SÉRIE D'EXERCICES
- A) Répondez aux questions suivantes d'après l'extrait sur le féminisme et la psychologie.
(i) Sur quelle période la découverte du féminisme et de la psychologie s'est-elle faite ?
(ii) Quels thèmes féministes sont donnés en exemple parmi ceux qu'abordent certains domaines de recherche en psychologie ?
(iii) Quels domaines de la psychologie sont énumérés ?
- B) Poursuivez l'extrait sur le féminisme et la psychologie à partir de sa dernière phrase.

Ces 3 dernières années ont été pour moi la
découverte du féminisme et de la psychologie, simultanément. Le féminisme a
largement affecté ma pratique en psychologie, et la psychologie a au moins
aussi largement affecté ma pratique du féminisme. Je n’ai jusqu’ici pas trouvé
quoique ce soit regroupant ces deux domaines de manière aussi étroite. Il
existe des domaines de recherches en psychologie abordant des thèmes féministes
(le genre, les violences faites aux femmes…) mais à ma connaissance pas de réel
regroupement de praticiens abordant de façon active toutes les questions
abordées par le féminisme (mais peut être ai-je mal cherché, je ne perds pas
espoir). Par ailleurs, les connaissances dans tous les domaines de la
psychologie (sociale, cognitive, clinique, du développement et neuro) ne me
semblent pas être très utilisées dans le combat féministe, alors qu’elles pourraient
apporter un angle nouveau.

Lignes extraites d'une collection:
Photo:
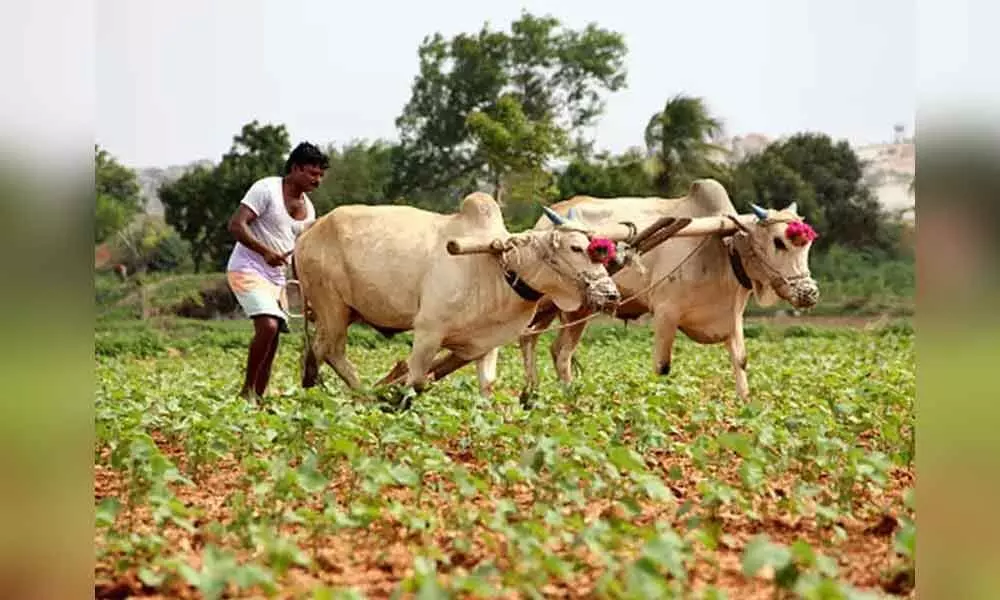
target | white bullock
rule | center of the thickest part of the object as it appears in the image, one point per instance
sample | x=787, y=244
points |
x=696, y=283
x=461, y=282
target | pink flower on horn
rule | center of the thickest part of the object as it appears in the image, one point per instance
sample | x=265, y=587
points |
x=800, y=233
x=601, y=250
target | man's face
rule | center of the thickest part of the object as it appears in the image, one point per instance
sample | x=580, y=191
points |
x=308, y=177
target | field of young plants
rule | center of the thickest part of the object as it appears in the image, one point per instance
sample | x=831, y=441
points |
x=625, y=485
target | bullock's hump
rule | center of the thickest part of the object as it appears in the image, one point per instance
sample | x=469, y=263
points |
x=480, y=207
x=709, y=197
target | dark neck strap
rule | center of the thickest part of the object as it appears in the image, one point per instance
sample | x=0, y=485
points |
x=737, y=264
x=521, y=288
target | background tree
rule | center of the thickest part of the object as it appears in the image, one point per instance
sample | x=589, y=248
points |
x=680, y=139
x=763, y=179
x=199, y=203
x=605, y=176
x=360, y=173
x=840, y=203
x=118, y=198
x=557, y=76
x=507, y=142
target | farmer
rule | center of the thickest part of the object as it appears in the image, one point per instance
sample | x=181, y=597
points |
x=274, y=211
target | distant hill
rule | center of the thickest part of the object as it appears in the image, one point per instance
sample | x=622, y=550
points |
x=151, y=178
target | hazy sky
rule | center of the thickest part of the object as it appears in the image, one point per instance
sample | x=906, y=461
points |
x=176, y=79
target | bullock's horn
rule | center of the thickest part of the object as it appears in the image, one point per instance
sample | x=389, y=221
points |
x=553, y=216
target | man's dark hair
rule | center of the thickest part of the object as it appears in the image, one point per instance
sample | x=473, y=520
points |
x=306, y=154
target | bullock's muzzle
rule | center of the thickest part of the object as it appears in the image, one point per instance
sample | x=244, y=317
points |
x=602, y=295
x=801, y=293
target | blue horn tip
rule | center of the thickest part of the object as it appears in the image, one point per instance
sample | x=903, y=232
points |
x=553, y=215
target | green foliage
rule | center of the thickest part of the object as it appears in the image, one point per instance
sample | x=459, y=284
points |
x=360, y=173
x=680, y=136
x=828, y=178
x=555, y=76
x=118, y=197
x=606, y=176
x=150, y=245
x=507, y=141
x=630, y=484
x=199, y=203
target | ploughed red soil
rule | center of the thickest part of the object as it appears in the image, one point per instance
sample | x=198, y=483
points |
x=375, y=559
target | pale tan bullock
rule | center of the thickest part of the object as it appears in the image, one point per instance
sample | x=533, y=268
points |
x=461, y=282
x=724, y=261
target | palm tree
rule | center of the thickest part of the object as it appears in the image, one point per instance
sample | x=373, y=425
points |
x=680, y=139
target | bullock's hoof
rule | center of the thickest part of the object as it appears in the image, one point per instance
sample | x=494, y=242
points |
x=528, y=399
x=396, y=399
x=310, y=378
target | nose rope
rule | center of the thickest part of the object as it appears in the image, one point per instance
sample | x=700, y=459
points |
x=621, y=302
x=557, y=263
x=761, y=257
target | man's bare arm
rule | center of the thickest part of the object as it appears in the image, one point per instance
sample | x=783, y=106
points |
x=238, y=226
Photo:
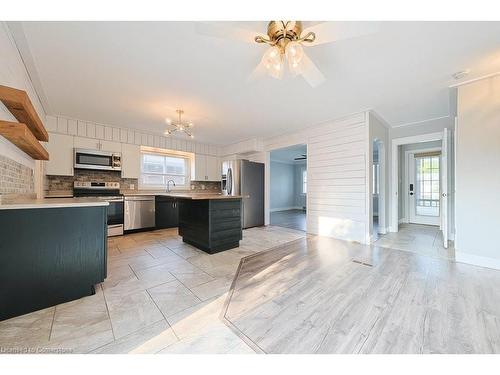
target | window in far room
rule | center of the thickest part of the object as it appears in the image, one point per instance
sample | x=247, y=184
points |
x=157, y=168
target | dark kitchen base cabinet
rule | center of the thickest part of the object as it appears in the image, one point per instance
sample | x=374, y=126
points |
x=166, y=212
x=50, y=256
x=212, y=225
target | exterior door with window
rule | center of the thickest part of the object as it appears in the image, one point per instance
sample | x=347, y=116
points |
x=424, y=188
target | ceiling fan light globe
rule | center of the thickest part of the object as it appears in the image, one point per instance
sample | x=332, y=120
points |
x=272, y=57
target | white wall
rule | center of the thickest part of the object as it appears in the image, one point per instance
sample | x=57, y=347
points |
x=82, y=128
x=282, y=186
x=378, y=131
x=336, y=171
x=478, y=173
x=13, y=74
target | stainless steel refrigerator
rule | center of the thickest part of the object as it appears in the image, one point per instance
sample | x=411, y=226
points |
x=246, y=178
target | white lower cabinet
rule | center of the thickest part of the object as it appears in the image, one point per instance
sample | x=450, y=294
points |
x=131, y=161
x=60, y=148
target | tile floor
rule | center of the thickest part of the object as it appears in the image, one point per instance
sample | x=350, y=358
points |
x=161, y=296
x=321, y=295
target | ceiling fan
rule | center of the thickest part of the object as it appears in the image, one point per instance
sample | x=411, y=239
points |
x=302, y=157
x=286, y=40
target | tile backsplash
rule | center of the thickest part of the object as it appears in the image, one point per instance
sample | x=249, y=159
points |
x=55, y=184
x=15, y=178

RÉPONSES ATTENDUES
- A)
(i) Au cours des trois dernières années.
(ii) Le genre et les violences faites aux femmes.
(iii) La psychologie sociale, cognitive, clinique, du développement et la neuropsychologie.

- B)
J’ai donc décidé de lancer ce site afin de
partager les questionnements, les coups de gueules et les oppositions qui se
dégagent de la confrontation de ces deux identités en moi : la féministe
et l’apprentie psychologue. Je ne prétends pas avoir de réponses, ni d’avoir
raison sur les sujets que j’aborderais. Mon point de vue n’est qu’un point de
vue et n’engage personne d’autre que moi. Je souhaite simplement le partager et
proposer une réflexion.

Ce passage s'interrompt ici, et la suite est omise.